Excerpted text:
▽

The monthly cooking classes taught by Chef Kinch and Pim  are events to anticipate—I was lucky enough to assist in the June class my first day as an apprentice, and since then I’ve been eagerly waiting for my next opportunity to watch Chef and Pim at work (while washing 100 or so dishes of course). This Sunday’s class did not disappoint: it was held outside on the sunny farm patio, and the menu included grilled rack of lamb with fresh herbs, a fregola salad with roasted squash, fennel, and cucumbers, and a fig and plum tart smeared with frangipane (my new favorite condiment: almonds, sugar, egg and butter). I did my best to listen closely while bustling around the patio chopping herbs and collecting utensils, and I was well-rewarded when Chef Kinch gave us some advice that I immediately filed in my mental favorites folder: “Good cooking is the judicious use of salt.” (Tip of the day: if you salt your dish at multiple stages during cooking—instead of throwing in several liberal pinches at the end, like I do—it results in an increased complexity of flavor from salt cooked for various lengths of time).

The class also ended up giving me a surprise chance to display my (non-existent) tart-making skills. While the students mingled with wine before their farm tour, Pim came up to me and, looping her arm conspiratorially through mine, declared that I would be in charge of duplicating her tart in the kitchen after she made one outside for the students. Eyes peeled I watched her every move, then I hurried inside and attempted to reenact her expert dough folds and arrangement of plums and figs. Unfortunately compared to hers (above), mine (below) looked decidedly rustic, but what it lacked in prettiness it made up for in almondy, figgy tastiness.

△

Exercise objective: According to the cooking-class text above, what did Chef Kinch say good cooking is?

Extracted data:
▽

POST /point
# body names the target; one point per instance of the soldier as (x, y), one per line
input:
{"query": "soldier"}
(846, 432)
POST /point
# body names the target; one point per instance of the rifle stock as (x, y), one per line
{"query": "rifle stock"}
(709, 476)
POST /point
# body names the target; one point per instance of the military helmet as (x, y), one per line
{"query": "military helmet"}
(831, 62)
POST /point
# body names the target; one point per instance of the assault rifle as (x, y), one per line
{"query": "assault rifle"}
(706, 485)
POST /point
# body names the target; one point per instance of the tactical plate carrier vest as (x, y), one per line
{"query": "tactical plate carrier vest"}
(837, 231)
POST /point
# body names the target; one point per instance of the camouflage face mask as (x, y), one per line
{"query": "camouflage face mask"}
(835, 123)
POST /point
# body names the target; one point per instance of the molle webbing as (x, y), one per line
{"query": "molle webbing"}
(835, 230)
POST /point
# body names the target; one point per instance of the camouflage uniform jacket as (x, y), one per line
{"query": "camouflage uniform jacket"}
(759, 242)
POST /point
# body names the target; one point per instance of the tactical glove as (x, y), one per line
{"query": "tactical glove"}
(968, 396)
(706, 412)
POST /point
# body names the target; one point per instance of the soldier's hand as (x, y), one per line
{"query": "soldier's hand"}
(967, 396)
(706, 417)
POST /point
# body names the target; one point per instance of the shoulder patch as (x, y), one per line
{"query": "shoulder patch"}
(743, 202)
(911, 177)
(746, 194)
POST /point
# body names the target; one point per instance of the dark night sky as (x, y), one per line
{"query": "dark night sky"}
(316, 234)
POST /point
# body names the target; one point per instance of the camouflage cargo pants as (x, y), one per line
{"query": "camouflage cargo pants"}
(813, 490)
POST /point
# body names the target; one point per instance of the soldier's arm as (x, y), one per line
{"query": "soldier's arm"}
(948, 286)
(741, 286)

△

Written response: The judicious use of salt.